WHAT THE TASK REQUIRES:
Copy each line from the records below in which the word "river" is found.

LISTED ENTRIES:
---------------
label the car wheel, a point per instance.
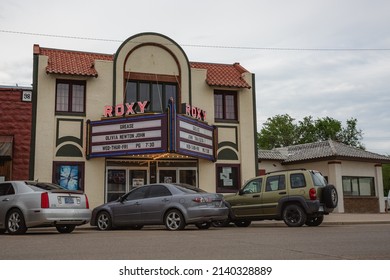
(174, 220)
(294, 215)
(103, 221)
(330, 196)
(15, 222)
(223, 223)
(242, 223)
(65, 228)
(205, 225)
(314, 221)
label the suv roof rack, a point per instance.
(293, 169)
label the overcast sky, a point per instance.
(311, 58)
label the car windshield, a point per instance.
(318, 179)
(188, 188)
(44, 186)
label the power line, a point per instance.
(201, 45)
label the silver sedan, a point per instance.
(25, 204)
(172, 205)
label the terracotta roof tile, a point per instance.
(226, 75)
(82, 63)
(72, 62)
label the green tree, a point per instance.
(350, 135)
(281, 131)
(327, 129)
(386, 178)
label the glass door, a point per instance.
(137, 178)
(167, 176)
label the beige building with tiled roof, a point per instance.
(357, 174)
(107, 123)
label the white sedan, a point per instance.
(28, 204)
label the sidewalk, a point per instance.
(341, 219)
(355, 218)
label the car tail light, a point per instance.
(44, 200)
(86, 201)
(313, 194)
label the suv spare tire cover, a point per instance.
(330, 196)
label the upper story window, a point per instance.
(157, 93)
(70, 97)
(225, 105)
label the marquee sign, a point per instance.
(127, 136)
(194, 138)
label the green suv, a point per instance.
(297, 197)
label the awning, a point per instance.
(6, 146)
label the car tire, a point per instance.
(314, 221)
(242, 223)
(174, 220)
(330, 196)
(223, 223)
(294, 216)
(205, 225)
(65, 228)
(15, 222)
(103, 221)
(136, 227)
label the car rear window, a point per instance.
(44, 186)
(188, 188)
(318, 179)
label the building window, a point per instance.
(70, 97)
(69, 175)
(158, 94)
(358, 186)
(225, 105)
(228, 178)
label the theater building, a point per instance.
(107, 123)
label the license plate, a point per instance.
(69, 200)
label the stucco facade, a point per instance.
(85, 104)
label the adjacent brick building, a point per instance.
(15, 132)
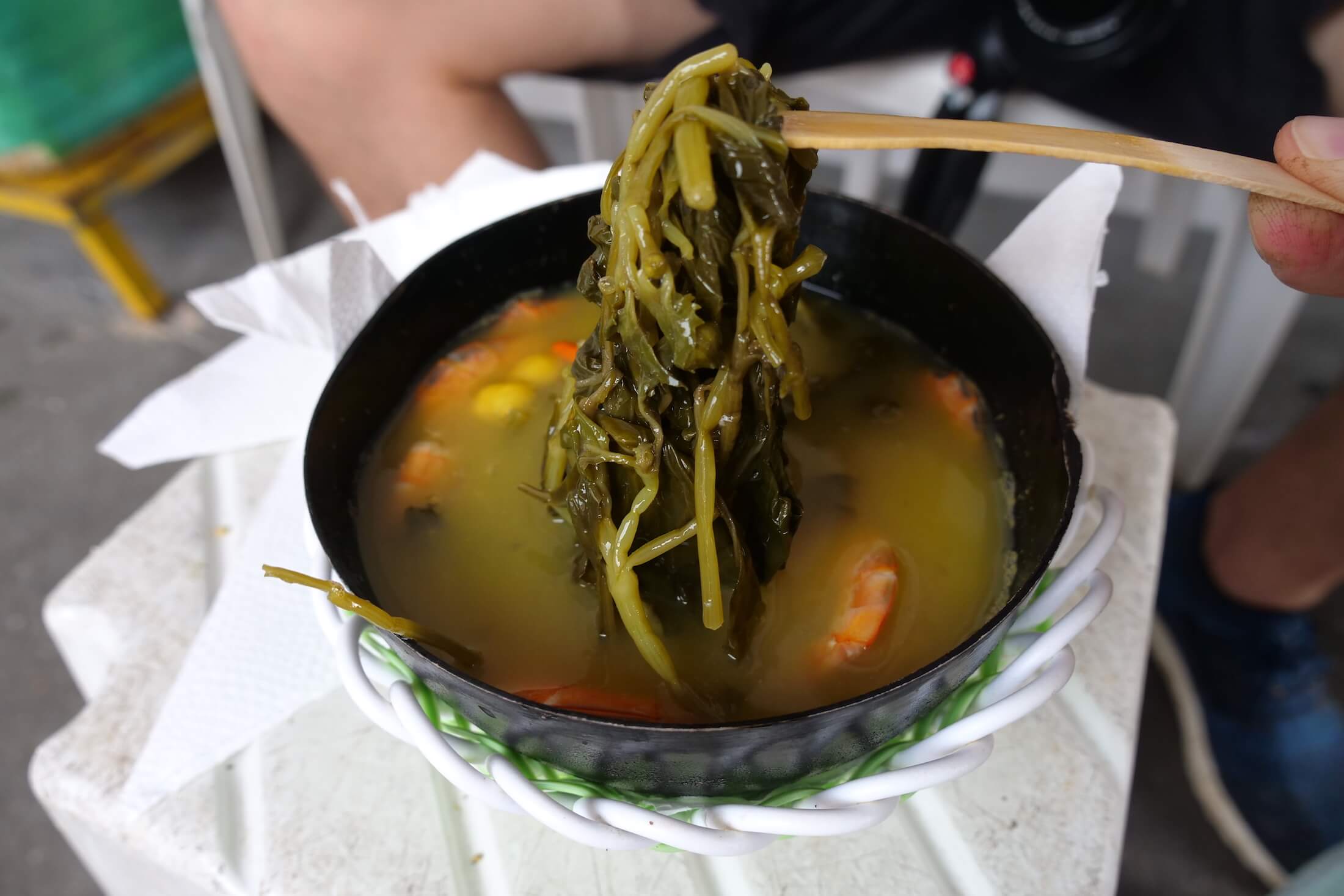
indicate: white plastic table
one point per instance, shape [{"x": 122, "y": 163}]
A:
[{"x": 327, "y": 804}]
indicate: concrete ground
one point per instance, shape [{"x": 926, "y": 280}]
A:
[{"x": 71, "y": 366}]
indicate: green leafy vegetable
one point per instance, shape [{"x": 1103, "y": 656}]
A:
[{"x": 666, "y": 450}]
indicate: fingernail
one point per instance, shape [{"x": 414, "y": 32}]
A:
[{"x": 1320, "y": 137}]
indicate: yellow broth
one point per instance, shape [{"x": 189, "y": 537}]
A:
[{"x": 883, "y": 459}]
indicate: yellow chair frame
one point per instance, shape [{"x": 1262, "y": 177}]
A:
[{"x": 75, "y": 194}]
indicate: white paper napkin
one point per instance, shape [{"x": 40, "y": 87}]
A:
[{"x": 260, "y": 656}]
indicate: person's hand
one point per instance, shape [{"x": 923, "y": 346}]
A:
[{"x": 1306, "y": 246}]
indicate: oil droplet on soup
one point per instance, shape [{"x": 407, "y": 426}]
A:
[{"x": 901, "y": 554}]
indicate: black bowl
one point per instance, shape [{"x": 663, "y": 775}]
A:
[{"x": 877, "y": 261}]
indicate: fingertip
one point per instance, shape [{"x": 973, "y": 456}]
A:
[{"x": 1302, "y": 246}]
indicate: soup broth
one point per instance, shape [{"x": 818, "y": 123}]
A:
[{"x": 902, "y": 550}]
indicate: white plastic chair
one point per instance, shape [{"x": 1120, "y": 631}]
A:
[{"x": 1241, "y": 318}]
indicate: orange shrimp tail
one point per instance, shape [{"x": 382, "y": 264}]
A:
[
  {"x": 456, "y": 376},
  {"x": 872, "y": 591},
  {"x": 956, "y": 395}
]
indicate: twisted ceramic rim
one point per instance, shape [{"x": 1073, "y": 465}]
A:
[{"x": 949, "y": 742}]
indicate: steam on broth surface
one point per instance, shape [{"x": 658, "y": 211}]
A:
[{"x": 898, "y": 558}]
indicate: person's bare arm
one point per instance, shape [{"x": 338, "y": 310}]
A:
[{"x": 395, "y": 95}]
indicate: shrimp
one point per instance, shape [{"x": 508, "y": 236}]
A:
[
  {"x": 867, "y": 602},
  {"x": 956, "y": 395},
  {"x": 596, "y": 703},
  {"x": 425, "y": 465},
  {"x": 456, "y": 376}
]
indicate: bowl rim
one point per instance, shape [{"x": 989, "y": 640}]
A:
[{"x": 1061, "y": 387}]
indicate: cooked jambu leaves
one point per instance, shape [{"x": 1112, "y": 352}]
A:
[{"x": 666, "y": 450}]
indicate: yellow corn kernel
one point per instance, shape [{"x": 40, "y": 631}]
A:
[
  {"x": 539, "y": 370},
  {"x": 503, "y": 402}
]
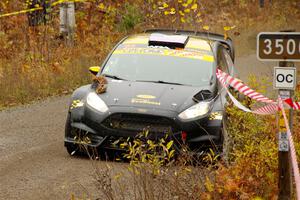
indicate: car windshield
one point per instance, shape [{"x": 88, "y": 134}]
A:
[{"x": 160, "y": 65}]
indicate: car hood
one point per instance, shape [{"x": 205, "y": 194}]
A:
[{"x": 148, "y": 95}]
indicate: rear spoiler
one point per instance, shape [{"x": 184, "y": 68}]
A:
[{"x": 205, "y": 35}]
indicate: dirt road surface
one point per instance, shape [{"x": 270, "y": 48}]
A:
[{"x": 33, "y": 160}]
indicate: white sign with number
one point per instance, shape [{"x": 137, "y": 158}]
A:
[{"x": 285, "y": 78}]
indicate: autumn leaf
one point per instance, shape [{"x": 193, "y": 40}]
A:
[
  {"x": 194, "y": 6},
  {"x": 206, "y": 28}
]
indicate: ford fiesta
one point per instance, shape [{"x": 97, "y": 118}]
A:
[{"x": 162, "y": 81}]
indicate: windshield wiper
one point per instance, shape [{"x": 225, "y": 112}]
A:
[
  {"x": 159, "y": 81},
  {"x": 113, "y": 76}
]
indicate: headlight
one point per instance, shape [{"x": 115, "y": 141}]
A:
[
  {"x": 197, "y": 110},
  {"x": 96, "y": 102}
]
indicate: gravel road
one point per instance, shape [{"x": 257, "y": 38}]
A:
[{"x": 33, "y": 160}]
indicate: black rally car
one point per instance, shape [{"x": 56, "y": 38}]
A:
[{"x": 161, "y": 80}]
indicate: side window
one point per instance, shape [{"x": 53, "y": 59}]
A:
[
  {"x": 222, "y": 64},
  {"x": 229, "y": 63}
]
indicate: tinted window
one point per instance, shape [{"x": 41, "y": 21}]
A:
[{"x": 176, "y": 66}]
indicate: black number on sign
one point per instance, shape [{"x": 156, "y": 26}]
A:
[
  {"x": 281, "y": 78},
  {"x": 268, "y": 49}
]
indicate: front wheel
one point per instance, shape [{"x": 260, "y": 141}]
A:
[{"x": 72, "y": 149}]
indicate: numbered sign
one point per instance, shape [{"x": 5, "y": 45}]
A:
[{"x": 278, "y": 46}]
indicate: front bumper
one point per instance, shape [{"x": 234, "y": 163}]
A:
[{"x": 124, "y": 122}]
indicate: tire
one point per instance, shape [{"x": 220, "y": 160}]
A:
[{"x": 72, "y": 149}]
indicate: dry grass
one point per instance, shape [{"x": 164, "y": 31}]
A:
[{"x": 34, "y": 63}]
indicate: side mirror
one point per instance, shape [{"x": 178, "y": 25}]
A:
[{"x": 94, "y": 70}]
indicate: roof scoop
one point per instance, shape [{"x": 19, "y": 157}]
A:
[{"x": 171, "y": 41}]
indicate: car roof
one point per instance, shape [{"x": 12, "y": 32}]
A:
[{"x": 194, "y": 42}]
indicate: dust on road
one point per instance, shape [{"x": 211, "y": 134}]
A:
[{"x": 33, "y": 160}]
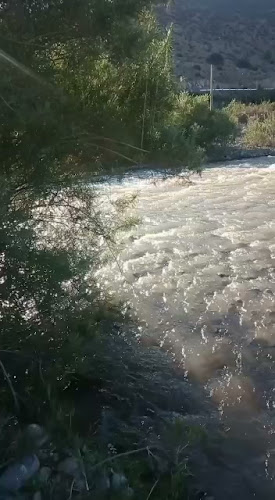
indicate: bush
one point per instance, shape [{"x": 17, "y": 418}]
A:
[
  {"x": 216, "y": 59},
  {"x": 205, "y": 128},
  {"x": 261, "y": 133}
]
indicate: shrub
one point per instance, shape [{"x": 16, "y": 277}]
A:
[
  {"x": 216, "y": 59},
  {"x": 261, "y": 133},
  {"x": 195, "y": 120}
]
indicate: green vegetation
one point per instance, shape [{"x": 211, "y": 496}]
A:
[
  {"x": 84, "y": 87},
  {"x": 257, "y": 122}
]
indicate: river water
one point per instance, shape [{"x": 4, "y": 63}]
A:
[{"x": 198, "y": 274}]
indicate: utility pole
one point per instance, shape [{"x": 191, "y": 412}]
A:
[{"x": 211, "y": 87}]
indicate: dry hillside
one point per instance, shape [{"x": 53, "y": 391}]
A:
[{"x": 237, "y": 36}]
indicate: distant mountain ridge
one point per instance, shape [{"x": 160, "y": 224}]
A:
[{"x": 237, "y": 36}]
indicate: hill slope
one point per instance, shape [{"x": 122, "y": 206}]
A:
[{"x": 237, "y": 36}]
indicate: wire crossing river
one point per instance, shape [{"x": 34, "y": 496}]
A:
[{"x": 199, "y": 274}]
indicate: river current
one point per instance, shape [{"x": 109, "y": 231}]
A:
[{"x": 198, "y": 274}]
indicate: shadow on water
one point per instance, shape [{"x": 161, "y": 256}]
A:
[{"x": 199, "y": 277}]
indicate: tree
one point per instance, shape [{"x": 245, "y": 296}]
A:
[{"x": 71, "y": 75}]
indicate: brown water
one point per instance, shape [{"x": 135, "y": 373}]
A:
[{"x": 199, "y": 276}]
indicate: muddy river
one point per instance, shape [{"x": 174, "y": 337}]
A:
[{"x": 198, "y": 273}]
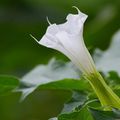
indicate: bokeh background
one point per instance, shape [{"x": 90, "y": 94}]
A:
[{"x": 19, "y": 53}]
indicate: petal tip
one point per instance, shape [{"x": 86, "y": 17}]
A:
[
  {"x": 48, "y": 21},
  {"x": 34, "y": 38},
  {"x": 76, "y": 8}
]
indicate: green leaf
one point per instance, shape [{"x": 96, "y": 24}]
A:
[
  {"x": 55, "y": 70},
  {"x": 82, "y": 114},
  {"x": 8, "y": 83},
  {"x": 66, "y": 84},
  {"x": 105, "y": 115},
  {"x": 110, "y": 59},
  {"x": 76, "y": 102}
]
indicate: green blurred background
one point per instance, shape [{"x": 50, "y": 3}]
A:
[{"x": 19, "y": 53}]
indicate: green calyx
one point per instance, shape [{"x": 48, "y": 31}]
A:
[{"x": 105, "y": 94}]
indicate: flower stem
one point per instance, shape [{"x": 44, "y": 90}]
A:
[{"x": 105, "y": 94}]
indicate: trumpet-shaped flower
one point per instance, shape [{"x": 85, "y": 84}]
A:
[{"x": 68, "y": 39}]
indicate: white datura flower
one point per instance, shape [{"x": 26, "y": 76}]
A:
[{"x": 68, "y": 39}]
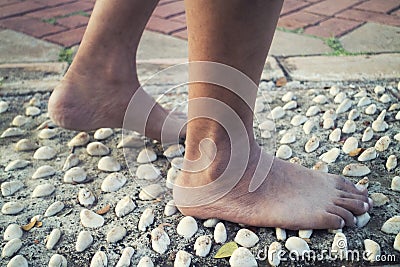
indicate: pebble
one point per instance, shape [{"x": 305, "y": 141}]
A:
[
  {"x": 151, "y": 192},
  {"x": 159, "y": 240},
  {"x": 182, "y": 259},
  {"x": 97, "y": 149},
  {"x": 16, "y": 164},
  {"x": 75, "y": 175},
  {"x": 173, "y": 151},
  {"x": 392, "y": 225},
  {"x": 99, "y": 260},
  {"x": 103, "y": 133},
  {"x": 331, "y": 155},
  {"x": 12, "y": 132},
  {"x": 124, "y": 206},
  {"x": 71, "y": 161},
  {"x": 242, "y": 257},
  {"x": 25, "y": 145},
  {"x": 44, "y": 153},
  {"x": 54, "y": 208},
  {"x": 246, "y": 238},
  {"x": 116, "y": 234},
  {"x": 18, "y": 261},
  {"x": 43, "y": 172},
  {"x": 372, "y": 249},
  {"x": 90, "y": 219},
  {"x": 125, "y": 259},
  {"x": 43, "y": 190},
  {"x": 11, "y": 247},
  {"x": 58, "y": 260},
  {"x": 113, "y": 182},
  {"x": 147, "y": 155},
  {"x": 83, "y": 241},
  {"x": 356, "y": 170},
  {"x": 395, "y": 185},
  {"x": 86, "y": 197},
  {"x": 12, "y": 208},
  {"x": 9, "y": 188},
  {"x": 109, "y": 164},
  {"x": 146, "y": 219},
  {"x": 53, "y": 238},
  {"x": 80, "y": 139},
  {"x": 187, "y": 227},
  {"x": 202, "y": 246},
  {"x": 12, "y": 231}
]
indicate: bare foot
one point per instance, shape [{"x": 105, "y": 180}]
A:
[
  {"x": 96, "y": 93},
  {"x": 290, "y": 197}
]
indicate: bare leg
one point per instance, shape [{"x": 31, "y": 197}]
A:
[
  {"x": 239, "y": 34},
  {"x": 98, "y": 86}
]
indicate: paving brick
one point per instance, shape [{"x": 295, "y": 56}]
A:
[
  {"x": 164, "y": 25},
  {"x": 170, "y": 9},
  {"x": 360, "y": 15},
  {"x": 329, "y": 7},
  {"x": 292, "y": 5},
  {"x": 73, "y": 21},
  {"x": 333, "y": 27},
  {"x": 62, "y": 10},
  {"x": 379, "y": 5},
  {"x": 299, "y": 20},
  {"x": 19, "y": 8},
  {"x": 67, "y": 38},
  {"x": 30, "y": 26}
]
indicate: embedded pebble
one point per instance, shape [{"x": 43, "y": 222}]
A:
[
  {"x": 71, "y": 161},
  {"x": 43, "y": 190},
  {"x": 113, "y": 182},
  {"x": 54, "y": 208},
  {"x": 90, "y": 219},
  {"x": 182, "y": 259},
  {"x": 202, "y": 246},
  {"x": 392, "y": 226},
  {"x": 83, "y": 241},
  {"x": 43, "y": 172},
  {"x": 103, "y": 133},
  {"x": 75, "y": 175},
  {"x": 16, "y": 164},
  {"x": 53, "y": 238},
  {"x": 116, "y": 234},
  {"x": 151, "y": 192},
  {"x": 44, "y": 153},
  {"x": 147, "y": 155},
  {"x": 159, "y": 240},
  {"x": 97, "y": 149},
  {"x": 124, "y": 206},
  {"x": 148, "y": 172},
  {"x": 109, "y": 164},
  {"x": 356, "y": 170},
  {"x": 58, "y": 260},
  {"x": 372, "y": 249},
  {"x": 187, "y": 227},
  {"x": 242, "y": 257},
  {"x": 11, "y": 208},
  {"x": 9, "y": 188},
  {"x": 246, "y": 238},
  {"x": 99, "y": 260},
  {"x": 146, "y": 219},
  {"x": 12, "y": 132},
  {"x": 174, "y": 151},
  {"x": 86, "y": 197},
  {"x": 11, "y": 247},
  {"x": 80, "y": 139}
]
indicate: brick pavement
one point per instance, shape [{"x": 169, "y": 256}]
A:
[{"x": 64, "y": 21}]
---------------
TASK ANSWER:
indicate: river water
indicate: wire crossing river
indicate: river current
indicate: muddy river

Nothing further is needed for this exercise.